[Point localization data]
■ ■ ■ ■ ■

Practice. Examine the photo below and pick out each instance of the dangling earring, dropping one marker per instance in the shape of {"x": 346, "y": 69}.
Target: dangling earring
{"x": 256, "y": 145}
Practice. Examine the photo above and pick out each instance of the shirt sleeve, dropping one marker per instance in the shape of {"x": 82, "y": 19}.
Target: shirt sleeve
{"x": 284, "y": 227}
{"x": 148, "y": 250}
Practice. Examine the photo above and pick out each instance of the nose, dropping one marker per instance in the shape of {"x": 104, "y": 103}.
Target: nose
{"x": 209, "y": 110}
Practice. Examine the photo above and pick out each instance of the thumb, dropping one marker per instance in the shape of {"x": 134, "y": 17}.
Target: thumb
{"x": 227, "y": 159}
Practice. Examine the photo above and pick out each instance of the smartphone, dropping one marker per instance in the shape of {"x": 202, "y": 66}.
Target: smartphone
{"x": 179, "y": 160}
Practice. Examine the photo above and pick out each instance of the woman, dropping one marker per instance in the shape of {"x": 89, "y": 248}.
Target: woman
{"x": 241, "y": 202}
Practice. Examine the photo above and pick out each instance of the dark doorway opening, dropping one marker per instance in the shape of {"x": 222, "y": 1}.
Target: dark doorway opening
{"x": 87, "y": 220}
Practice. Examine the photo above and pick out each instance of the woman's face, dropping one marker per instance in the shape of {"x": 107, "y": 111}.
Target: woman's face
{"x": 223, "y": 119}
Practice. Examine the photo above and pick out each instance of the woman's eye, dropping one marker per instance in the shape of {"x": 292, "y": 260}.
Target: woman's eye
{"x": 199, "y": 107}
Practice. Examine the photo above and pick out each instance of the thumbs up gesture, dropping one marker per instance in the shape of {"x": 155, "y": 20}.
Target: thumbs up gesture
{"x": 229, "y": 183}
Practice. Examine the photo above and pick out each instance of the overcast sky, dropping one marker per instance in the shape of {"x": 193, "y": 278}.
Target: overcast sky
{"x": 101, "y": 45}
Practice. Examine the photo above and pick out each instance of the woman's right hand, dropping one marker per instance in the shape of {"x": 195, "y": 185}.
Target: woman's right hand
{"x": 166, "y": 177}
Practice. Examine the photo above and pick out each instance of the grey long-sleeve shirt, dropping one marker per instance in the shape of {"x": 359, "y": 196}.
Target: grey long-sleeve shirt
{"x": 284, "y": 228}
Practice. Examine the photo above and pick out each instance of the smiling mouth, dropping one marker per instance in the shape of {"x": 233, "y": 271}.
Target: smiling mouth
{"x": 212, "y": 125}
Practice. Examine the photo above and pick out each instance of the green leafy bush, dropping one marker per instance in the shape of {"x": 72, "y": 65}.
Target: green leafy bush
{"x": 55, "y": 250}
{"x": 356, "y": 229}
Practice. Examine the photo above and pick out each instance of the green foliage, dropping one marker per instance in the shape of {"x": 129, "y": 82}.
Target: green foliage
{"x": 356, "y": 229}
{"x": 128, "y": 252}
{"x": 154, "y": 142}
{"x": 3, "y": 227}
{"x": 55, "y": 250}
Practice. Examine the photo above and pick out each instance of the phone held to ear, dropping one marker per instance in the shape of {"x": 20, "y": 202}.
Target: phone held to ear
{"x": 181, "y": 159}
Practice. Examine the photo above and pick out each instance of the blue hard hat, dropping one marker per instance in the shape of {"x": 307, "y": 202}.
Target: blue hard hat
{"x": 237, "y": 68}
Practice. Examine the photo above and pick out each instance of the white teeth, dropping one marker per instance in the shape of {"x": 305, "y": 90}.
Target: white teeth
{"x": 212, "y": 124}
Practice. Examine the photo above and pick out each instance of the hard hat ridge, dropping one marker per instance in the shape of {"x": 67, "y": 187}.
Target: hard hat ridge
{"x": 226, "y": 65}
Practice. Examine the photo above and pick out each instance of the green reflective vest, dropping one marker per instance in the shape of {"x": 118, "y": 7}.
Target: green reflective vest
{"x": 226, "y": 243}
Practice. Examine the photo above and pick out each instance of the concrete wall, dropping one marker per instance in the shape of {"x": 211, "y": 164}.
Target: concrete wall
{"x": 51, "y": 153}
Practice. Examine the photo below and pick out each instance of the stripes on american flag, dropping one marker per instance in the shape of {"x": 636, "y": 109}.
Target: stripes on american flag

■ ■ ■ ■ ■

| Problem description |
Each line above must be reproduced exactly.

| Response to this task |
Practice. Examine the photo below and pick out each instance of the dangling earring, dropping one marker per instance in the shape of {"x": 346, "y": 69}.
Target: dangling earring
{"x": 256, "y": 145}
Practice. Examine the photo above and pick out each instance of the shirt sleeve, dropping one marker per instance in the shape of {"x": 82, "y": 19}.
Target: shirt sleeve
{"x": 284, "y": 227}
{"x": 148, "y": 250}
Practice. Examine the photo above and pick out each instance of the nose, dropping one marker per instance in the shape of {"x": 104, "y": 103}.
Target: nose
{"x": 209, "y": 110}
Practice. Examine the photo above and pick out each instance of the thumb, dropping one marker per instance in the shape of {"x": 134, "y": 17}.
Target: thumb
{"x": 227, "y": 159}
Practice. Examine the photo above and pick out each instance of the smartphone, dropping one marker per instance in the shape of {"x": 202, "y": 66}.
Target: smartphone
{"x": 179, "y": 160}
Practice. Examine the photo above and pick out each instance of the woman, dropping one marker per instance in the shape of {"x": 89, "y": 248}.
Target: woman
{"x": 241, "y": 202}
Practice. Examine the photo above and pick out each instance of the dark doorway opening, dropping one marker per instance in the shape of {"x": 222, "y": 1}.
Target: dark doorway opening
{"x": 87, "y": 220}
Practice. Examine the photo above and pick out each instance of the woman's face, dropping one marker per instance in the shape of {"x": 107, "y": 111}.
Target: woman's face
{"x": 223, "y": 119}
Practice. Examine the photo above and pick out each instance of the woman's eye, dropping one marker per instance in the shape of {"x": 292, "y": 260}.
Target: woman's eye
{"x": 199, "y": 107}
Practice. Examine the photo above and pick out each instance of the thumbs up gesture, dropping one marker per instance in the shape of {"x": 155, "y": 20}.
Target: thumbs up gesture
{"x": 229, "y": 183}
Practice. Examine the photo above and pick out each instance of the overcast sky, dropping one marker per instance in the shape of {"x": 193, "y": 278}.
Target: overcast sky
{"x": 101, "y": 45}
Practice. Examine the photo above and pick out each instance of the woman's right hand, dropping one marker per instance in the shape of {"x": 195, "y": 185}.
Target: woman's right hand
{"x": 166, "y": 177}
Practice. Examine the photo above and pick out each instance of the grey long-sleeve shirt, dropping one marker per instance in the shape of {"x": 359, "y": 196}.
Target: grey long-sleeve shirt
{"x": 284, "y": 228}
Practice. Examine the photo above and pick out each instance of the smiling mouth, dropping one marker per instance in the shape of {"x": 233, "y": 271}.
Target: smiling mouth
{"x": 212, "y": 125}
Practice. Examine the photo above and pick out each instance of the green leafy bush, dropping one marker per instance in the shape of {"x": 72, "y": 65}.
Target: green leafy bush
{"x": 55, "y": 250}
{"x": 356, "y": 229}
Practice. Examine the photo above and pick out each instance of the green foliage, dropping one marker per instance in the shape of {"x": 129, "y": 82}.
Target: green foliage
{"x": 356, "y": 229}
{"x": 128, "y": 252}
{"x": 154, "y": 142}
{"x": 3, "y": 227}
{"x": 55, "y": 250}
Practice. Examine the photo above and pick out each instance of the phone held to ear, dropping one marker per instance in the shape of {"x": 20, "y": 202}.
Target: phone held to ear
{"x": 181, "y": 159}
Practice. Examine the photo above and pick out each instance of the blue hard hat, dropping one marker per instance in the shape of {"x": 307, "y": 202}.
Target: blue hard hat
{"x": 237, "y": 68}
Practice. Examine the photo above and pick out each instance of the white teeth, dropping one marker per instance in the shape of {"x": 305, "y": 90}.
Target: white teeth
{"x": 212, "y": 124}
Practice. Examine the photo above and pick out each instance of the hard hat ridge, dropping one marker per instance in the shape of {"x": 67, "y": 187}.
Target: hard hat ridge
{"x": 226, "y": 65}
Practice. Examine the photo above and pick out each instance of the green reflective vest, dropping one marker per instance in the shape of {"x": 118, "y": 7}.
Target: green reflective vest
{"x": 226, "y": 243}
Practice. Examine the photo above and pick out each instance of the concrete wall, dropping one marker per instance in the shape of {"x": 211, "y": 164}.
Target: concrete wall
{"x": 51, "y": 153}
Practice. Examine the photo below and pick out each instance of the stripes on american flag, dropping one marker per instance in the shape of {"x": 636, "y": 109}.
Target: stripes on american flag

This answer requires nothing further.